__Document excerpt__
__________________________________________________
This Friday-Sunday I felt super stressed. I’m talking teeth chattering, stomach churning, throwing shade to complete strangers – stressed. I was anxious, super irritable, and may or may not have fallen into the bad habit of self-medicating with a very large bag of kale chips. For the ladies who are reading, it legit felt like PMS to the full max. But it wasn’t.
You might be asking why. And when I finally got the chance to sit down and reflect on my week, I asked myself the same question. Life is very good for me at the moment, so what was going on?
I started to go through my week. And while there were a few minor sticky situations at work and home, they weren’t of the sort that should cause me to feel like a dragon-lady ready to bite off the heads of every commuter on the PATH train. And then I realized…I forgot to meditate.
The benefits of meditation are numerous. When done on a daily basis, many have found that it can help with high blood pressure, depression, stress, serotonin levels, hyperactivity, and focus. Personally, I’ve found that meditation helps me cope with high-stress situations and helps me to curb my symptoms of ADD. And when I don’t meditate, well, I turn into an angry dragon. :-P. I encourage everyone to try meditating for a month. I’m sure that you too will notice a difference. Here are two of my favorite exercises.I’m still a beginner, so if I can do these, so can you!
This is a form of mindfulness meditation (which I will describe more fully in another post) derived from the teachings of Dr. John Kabat-Zinn. During law school, I used this exercise before exams. Now, I use it when I feel scatterbrained or right before driving. It’s called the “5 senses drill.” Here’s an exert from the “mindfulness for students” website:
“1. Pause what you are doing for a moment and take one or two deep breaths to help bring you into the present moment.
2. Look around you, and silently name/focus on three things that you see in your immediate vicinity
3. Now, close your eyes, opening to the sounds around you, silently note and name three things that you can hear right now
4. Bringing your attention to your body, silently name three sensations that you can feel in this moment ( maybe warmth, tingling, contraction, coolness….. .)
5. Take one or two breaths to finish this mindfulness exercise.
Repeat this exercise every now and then to deliberately bring your awareness to what is happening in the present moment and to build your resilience to deal with exam anxiety and general pressures around this time of the academic year by cultivating mindfulness in this way.”
I find this yoga nidra to be extremely helpful for stress, lack of sleep, and particularly for – believe it or not – jet lag! After doing yoga nidra, I often find myself re-energized and ready to go about my day. It feels like I’ve slept for at least an extra 2 hours. It involves lying in shivasana (laying down, palms facing up, legs slightly apart) and concentrating on every inch of your body, from toes to eyelids. I specifically listen to an audio (free on spotify!) by Swami Janakananda. It’s also great if I’m exhausted and don’t have the mental energy to focus.
What types of meditation do you use?
__________________________________________________
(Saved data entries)
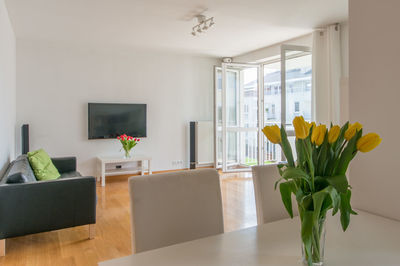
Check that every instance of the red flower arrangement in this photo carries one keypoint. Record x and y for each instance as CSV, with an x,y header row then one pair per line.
x,y
128,143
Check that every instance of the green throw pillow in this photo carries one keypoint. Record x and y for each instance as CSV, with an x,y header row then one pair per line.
x,y
42,165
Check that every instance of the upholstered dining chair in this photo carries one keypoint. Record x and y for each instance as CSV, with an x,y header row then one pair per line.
x,y
269,206
175,207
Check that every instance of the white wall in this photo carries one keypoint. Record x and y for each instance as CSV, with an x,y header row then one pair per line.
x,y
57,80
7,89
374,101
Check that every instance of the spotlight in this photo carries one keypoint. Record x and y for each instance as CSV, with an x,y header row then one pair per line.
x,y
203,25
211,22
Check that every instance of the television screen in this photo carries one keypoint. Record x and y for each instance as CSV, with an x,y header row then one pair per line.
x,y
109,120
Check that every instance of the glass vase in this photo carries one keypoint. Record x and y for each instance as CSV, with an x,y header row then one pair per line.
x,y
317,245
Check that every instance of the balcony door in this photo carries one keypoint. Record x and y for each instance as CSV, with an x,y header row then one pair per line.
x,y
251,96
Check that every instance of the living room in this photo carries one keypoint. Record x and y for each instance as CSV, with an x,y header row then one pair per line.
x,y
204,84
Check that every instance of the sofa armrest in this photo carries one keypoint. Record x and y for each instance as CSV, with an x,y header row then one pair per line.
x,y
65,164
46,205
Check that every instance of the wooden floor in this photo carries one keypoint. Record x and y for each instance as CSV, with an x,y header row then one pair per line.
x,y
113,237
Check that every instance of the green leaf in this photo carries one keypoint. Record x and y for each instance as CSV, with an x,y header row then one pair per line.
x,y
339,182
306,233
345,209
286,148
286,190
277,182
320,197
296,173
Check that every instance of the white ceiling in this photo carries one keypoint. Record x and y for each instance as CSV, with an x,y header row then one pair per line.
x,y
241,25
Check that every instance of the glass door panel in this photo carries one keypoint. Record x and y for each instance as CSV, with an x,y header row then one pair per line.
x,y
298,83
241,115
252,96
218,117
271,153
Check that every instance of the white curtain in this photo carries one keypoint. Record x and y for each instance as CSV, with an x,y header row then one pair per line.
x,y
327,74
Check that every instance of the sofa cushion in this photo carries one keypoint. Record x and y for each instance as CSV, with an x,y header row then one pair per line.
x,y
16,178
42,165
70,174
19,166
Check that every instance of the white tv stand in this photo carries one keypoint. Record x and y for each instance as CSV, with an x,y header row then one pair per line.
x,y
133,165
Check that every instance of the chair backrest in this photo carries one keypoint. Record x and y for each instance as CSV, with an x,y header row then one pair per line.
x,y
269,204
175,207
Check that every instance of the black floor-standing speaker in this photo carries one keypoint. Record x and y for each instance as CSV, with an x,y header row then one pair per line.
x,y
25,138
192,126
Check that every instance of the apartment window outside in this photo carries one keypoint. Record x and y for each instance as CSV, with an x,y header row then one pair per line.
x,y
297,107
242,103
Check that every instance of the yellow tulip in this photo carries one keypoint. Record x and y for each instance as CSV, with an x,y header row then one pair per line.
x,y
301,127
318,135
352,130
368,142
273,133
333,134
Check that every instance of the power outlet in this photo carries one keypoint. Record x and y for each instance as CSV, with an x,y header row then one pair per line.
x,y
177,163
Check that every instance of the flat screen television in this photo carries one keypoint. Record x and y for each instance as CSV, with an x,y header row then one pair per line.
x,y
109,120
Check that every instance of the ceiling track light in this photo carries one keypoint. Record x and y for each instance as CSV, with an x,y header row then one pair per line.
x,y
203,24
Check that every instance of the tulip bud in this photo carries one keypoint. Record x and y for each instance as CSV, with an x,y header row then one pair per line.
x,y
318,135
368,142
273,133
352,130
333,134
313,124
301,127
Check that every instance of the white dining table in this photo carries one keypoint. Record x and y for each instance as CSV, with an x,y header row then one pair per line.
x,y
369,240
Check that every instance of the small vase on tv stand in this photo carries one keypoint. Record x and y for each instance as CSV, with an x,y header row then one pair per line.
x,y
127,154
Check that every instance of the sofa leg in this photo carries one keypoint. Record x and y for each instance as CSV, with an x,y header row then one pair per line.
x,y
92,231
2,247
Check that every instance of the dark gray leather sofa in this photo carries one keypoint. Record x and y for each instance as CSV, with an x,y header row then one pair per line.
x,y
38,206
__________________________________________________
__Activity__
In the meditation post, when does the writer now use the "5 senses drill"?

__Answer box__
When feeling scatterbrained or right before driving.